• Task details
Retype the listing in full. Change nothing.
.....
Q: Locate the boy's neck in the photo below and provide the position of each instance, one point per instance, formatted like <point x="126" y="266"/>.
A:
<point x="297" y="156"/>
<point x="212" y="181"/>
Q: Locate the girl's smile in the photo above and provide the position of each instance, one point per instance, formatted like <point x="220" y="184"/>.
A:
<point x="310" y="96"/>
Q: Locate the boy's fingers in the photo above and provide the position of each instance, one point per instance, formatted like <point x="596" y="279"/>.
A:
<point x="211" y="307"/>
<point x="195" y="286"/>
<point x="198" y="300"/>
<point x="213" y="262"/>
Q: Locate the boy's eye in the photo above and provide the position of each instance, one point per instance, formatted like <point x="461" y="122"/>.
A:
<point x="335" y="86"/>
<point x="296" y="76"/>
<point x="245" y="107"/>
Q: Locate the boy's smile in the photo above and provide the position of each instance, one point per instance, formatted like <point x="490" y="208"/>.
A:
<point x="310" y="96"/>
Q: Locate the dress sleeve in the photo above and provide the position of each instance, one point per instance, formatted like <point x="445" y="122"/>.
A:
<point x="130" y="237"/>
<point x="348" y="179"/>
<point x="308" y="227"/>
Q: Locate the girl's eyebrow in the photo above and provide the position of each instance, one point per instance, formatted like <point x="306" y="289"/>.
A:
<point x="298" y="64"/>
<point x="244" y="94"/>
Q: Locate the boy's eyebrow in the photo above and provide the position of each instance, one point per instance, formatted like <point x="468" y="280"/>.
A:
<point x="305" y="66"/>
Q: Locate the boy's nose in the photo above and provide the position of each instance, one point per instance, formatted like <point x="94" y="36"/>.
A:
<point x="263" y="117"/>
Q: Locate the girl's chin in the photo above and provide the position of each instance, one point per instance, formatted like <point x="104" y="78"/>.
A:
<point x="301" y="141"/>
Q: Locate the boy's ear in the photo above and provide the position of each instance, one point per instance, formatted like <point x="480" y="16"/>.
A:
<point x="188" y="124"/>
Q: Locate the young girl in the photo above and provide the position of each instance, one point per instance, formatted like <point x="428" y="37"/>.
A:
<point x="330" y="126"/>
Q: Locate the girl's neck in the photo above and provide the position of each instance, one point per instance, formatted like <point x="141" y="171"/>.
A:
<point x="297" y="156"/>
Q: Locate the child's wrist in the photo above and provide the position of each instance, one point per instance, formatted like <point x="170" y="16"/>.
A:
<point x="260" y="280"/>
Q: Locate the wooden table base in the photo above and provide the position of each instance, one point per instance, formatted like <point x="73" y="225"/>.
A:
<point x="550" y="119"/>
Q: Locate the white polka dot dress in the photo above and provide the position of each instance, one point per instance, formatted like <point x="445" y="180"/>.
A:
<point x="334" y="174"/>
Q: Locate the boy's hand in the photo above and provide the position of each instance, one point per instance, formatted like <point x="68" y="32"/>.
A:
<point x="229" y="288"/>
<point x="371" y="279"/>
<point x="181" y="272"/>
.....
• Answer space
Q: Locate the boy's neck in the photo below and provide the position of each instance, one point per instance, formatted like <point x="126" y="266"/>.
A:
<point x="297" y="156"/>
<point x="212" y="181"/>
Q: Locate the girl's smile in the photo above and provide the position of each instance, one point per instance, formatted like <point x="220" y="184"/>.
A:
<point x="310" y="96"/>
Q: Locate the boy's fingers in the photo above and provide the position of each instance, one point per instance, formatted like <point x="596" y="279"/>.
A:
<point x="211" y="307"/>
<point x="195" y="286"/>
<point x="198" y="300"/>
<point x="213" y="262"/>
Q: Locate the boy's eye in the photo above and provide the position of each instance, one point per instance, formatted like <point x="461" y="122"/>.
A:
<point x="335" y="86"/>
<point x="296" y="76"/>
<point x="245" y="107"/>
Q: Locate the boy's smile in the photo above and provide the position of each instance, one point per instance, formatted like <point x="490" y="208"/>.
A:
<point x="310" y="96"/>
Q: Locate the dress sleeve in the photo above and provide the position of each instance, one point per instance, formatted like <point x="445" y="122"/>.
A:
<point x="130" y="237"/>
<point x="348" y="179"/>
<point x="308" y="227"/>
Q: Locate the girl's eyebrow in the photo above and provide the position of each instance, one point per instance, formatted like <point x="306" y="289"/>.
A:
<point x="298" y="64"/>
<point x="244" y="94"/>
Q: Locate the boy's eyebrow in the photo above and provide the position of each instance, one point per instance, formatted like <point x="468" y="280"/>.
A:
<point x="305" y="66"/>
Q: Locate the boy's nose in the photo above and provide the position of each instance, one point per instance, formatted like <point x="94" y="36"/>.
A:
<point x="263" y="117"/>
Q: Locate the girl's chin in the photo above and provide the position of each instance, one point per instance, formatted like <point x="104" y="78"/>.
A:
<point x="301" y="141"/>
Q: Locate the boy's ear in the photo above and provide the position of each instance, one point per instance, formatted like <point x="480" y="16"/>.
A:
<point x="188" y="124"/>
Q: Locate the young girl in the photo above and provide the position of each instance, one point per instance, formatted like <point x="428" y="37"/>.
A:
<point x="330" y="126"/>
Q: Locate the girl's neck in the photo above and provide the position of each instance, one point per instance, formatted like <point x="141" y="171"/>.
A:
<point x="297" y="156"/>
Q: Locate the child's wrist in the photo above and provide the position of each instance, one point per instance, formatted like <point x="170" y="16"/>.
A:
<point x="260" y="280"/>
Q: Locate the wooden table base in the photo above and provide the position of each instance, one point per instance, formatted like <point x="73" y="225"/>.
A:
<point x="550" y="119"/>
Q: Locate the white polka dot dress in the photo above and provide the position of each instance, one point per instance, formatted like <point x="445" y="180"/>.
A:
<point x="334" y="174"/>
Q: Locate the boy's hand in the photo above and provide the position of each instance, one point per instance, formatted like <point x="68" y="32"/>.
A:
<point x="229" y="288"/>
<point x="371" y="279"/>
<point x="181" y="272"/>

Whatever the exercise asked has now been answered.